* [Extrait]:

--- --- ---

J’entends vos raisons, madame la garde des sceaux, mais les miennes sont tout aussi bonnes ! Je vais vous donner un argument sur l’efficacité des enquêtes – c’est l’objet de l’amendement n° 36, que je défendrai tout à l’heure. Nous pouvons être confrontés à un problème, lorsque la communication d’une pièce du dossier risque de mettre en danger la vie d’un tiers ou de présenter une menace grave pour le déroulement de l’enquête en cours. Or, dans le cadre de l’équilibre que j’ai évoqué, le principe du respect absolu des libertés fondamentales, celui de connaître les raisons pour lesquelles une personne est mise en garde à vue et mise en cause, doit trouver une limite objective si la personne ayant pris connaissance de ces éléments est susceptible de s’en servir pour mettre en danger la poursuite de l’enquête ou la vie d’un tiers, par exemple. Dans ce cas, il faut qu’une personne ait la possibilité de lui refuser la communication d’une pièce du dossier.

Qui pourrait exercer ce pouvoir ? L’officier de police judiciaire qui procède à l’audition de la personne mise en cause. Mais cela ne suffit pas, car l’officier de police judiciaire peut lui-même se tromper ou faire une appréciation manifestement erronée de la gravité de la situation. Qui doit prendre la décision en dernière analyse ? Le débat est de savoir si c’est le procureur de la République ou le juge des libertés et de la détention.

Mme la présidente. Merci, monsieur Cherki.

--- --- ---

* [Données enregistrées]:

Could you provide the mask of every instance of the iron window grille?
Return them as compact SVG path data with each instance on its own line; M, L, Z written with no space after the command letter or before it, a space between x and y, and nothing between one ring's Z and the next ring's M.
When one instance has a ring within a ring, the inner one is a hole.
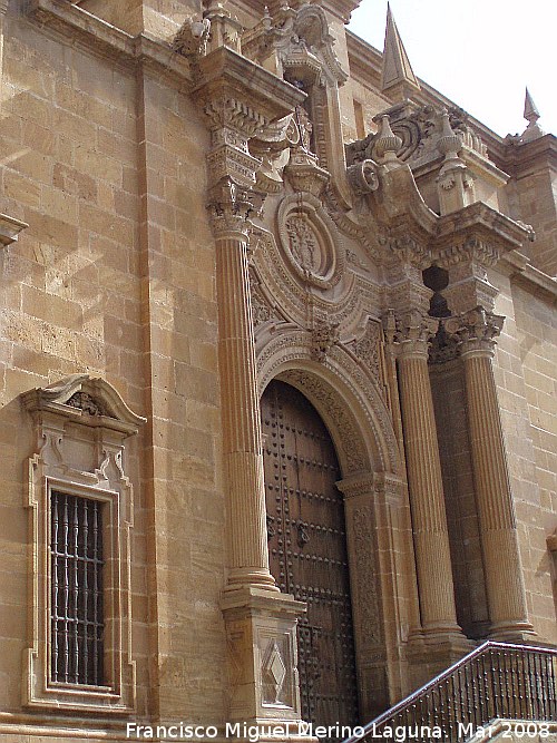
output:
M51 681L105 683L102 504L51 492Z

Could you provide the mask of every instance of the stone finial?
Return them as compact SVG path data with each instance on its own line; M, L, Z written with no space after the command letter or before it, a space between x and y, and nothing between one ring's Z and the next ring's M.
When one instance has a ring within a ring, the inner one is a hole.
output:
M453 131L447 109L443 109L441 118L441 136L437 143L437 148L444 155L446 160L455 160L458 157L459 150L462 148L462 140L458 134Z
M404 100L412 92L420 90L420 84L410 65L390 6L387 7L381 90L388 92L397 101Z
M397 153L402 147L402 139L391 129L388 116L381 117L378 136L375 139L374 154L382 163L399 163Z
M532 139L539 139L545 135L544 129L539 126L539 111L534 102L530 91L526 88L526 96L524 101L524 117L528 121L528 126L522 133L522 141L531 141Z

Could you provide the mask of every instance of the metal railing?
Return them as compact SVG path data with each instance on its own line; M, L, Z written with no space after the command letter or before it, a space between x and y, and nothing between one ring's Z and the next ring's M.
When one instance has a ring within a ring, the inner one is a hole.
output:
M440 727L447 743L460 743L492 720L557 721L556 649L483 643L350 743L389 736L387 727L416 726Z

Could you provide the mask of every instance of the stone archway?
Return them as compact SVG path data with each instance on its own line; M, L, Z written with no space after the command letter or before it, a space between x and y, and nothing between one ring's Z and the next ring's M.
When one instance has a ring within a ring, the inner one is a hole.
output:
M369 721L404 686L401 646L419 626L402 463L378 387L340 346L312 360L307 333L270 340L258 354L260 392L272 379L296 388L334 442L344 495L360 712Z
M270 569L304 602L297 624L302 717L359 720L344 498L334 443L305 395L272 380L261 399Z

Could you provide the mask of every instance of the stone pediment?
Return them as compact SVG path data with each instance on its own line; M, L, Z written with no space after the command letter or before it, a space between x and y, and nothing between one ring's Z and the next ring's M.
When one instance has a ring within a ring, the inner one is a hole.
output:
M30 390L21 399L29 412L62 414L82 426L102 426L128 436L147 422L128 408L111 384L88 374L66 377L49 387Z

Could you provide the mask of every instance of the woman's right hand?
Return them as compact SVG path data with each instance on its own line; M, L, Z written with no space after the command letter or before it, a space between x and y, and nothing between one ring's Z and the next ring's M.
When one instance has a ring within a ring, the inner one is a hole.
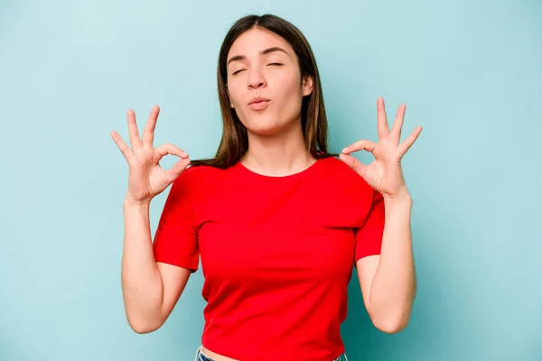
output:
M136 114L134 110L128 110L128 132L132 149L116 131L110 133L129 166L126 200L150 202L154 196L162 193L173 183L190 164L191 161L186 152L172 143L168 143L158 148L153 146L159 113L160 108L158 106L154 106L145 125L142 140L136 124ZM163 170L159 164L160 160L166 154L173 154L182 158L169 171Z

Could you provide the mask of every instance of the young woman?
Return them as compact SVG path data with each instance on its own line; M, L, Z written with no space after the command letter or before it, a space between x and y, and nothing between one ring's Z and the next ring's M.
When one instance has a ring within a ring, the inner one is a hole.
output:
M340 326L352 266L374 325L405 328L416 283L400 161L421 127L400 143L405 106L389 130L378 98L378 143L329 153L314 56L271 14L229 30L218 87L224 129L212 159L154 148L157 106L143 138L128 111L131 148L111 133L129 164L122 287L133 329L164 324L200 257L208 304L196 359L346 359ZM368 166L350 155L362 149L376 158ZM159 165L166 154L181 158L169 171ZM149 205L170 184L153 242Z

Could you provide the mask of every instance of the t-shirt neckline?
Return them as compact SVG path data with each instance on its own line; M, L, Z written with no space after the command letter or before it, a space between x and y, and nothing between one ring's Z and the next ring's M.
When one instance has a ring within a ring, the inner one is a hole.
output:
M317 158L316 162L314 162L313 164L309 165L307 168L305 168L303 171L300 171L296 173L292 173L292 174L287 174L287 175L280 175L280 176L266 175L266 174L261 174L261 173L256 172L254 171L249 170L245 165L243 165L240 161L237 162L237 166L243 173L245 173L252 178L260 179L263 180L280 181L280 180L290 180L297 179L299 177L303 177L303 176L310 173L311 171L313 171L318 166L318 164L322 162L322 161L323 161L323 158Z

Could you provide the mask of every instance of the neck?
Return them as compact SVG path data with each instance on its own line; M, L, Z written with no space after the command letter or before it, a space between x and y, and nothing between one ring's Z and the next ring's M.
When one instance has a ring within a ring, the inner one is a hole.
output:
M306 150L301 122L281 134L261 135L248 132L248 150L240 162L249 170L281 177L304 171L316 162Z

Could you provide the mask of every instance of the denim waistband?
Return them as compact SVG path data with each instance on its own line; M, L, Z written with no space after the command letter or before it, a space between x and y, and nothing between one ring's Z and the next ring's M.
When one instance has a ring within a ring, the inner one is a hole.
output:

--- --- ---

D'après l'extrait sur la garde à vue, répondez brièvement :
1. Quel amendement l'orateur dit-il qu'il défendra tout à l'heure ?
2. Qui procède à l'audition de la personne mise en cause ?
3. Entre quelles deux autorités hésite le débat sur la décision en dernière analyse ?
Les enregistrements proviennent d'une autre source que l'extrait.

1. L'amendement n° 36.
2. L'officier de police judiciaire.
3. Le procureur de la République et le juge des libertés et de la détention.